▶ WHAT YOU HAVE TO DO: Copy each of the following entries word for word, with every line left unchanged.

========================

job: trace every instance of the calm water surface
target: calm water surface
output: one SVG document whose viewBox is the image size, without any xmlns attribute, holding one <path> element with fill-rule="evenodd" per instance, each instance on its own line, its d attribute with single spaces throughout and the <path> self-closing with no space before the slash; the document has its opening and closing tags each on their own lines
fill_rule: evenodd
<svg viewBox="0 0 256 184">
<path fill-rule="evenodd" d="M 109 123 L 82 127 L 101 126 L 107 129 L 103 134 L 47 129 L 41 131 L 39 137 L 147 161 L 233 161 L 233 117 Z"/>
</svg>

========================

▶ TASK ANSWER:
job: trace every instance of the calm water surface
target: calm water surface
output: one SVG document whose viewBox is the image size, without any xmlns attribute, holding one <path> element with fill-rule="evenodd" per instance, each instance on its own line, its d attribute with single spaces throughout and the <path> self-closing with no space before the slash; the document has its opening and closing tags each on their own lines
fill_rule: evenodd
<svg viewBox="0 0 256 184">
<path fill-rule="evenodd" d="M 109 123 L 82 127 L 101 126 L 107 129 L 103 134 L 47 129 L 41 131 L 39 137 L 147 161 L 233 161 L 233 117 Z"/>
</svg>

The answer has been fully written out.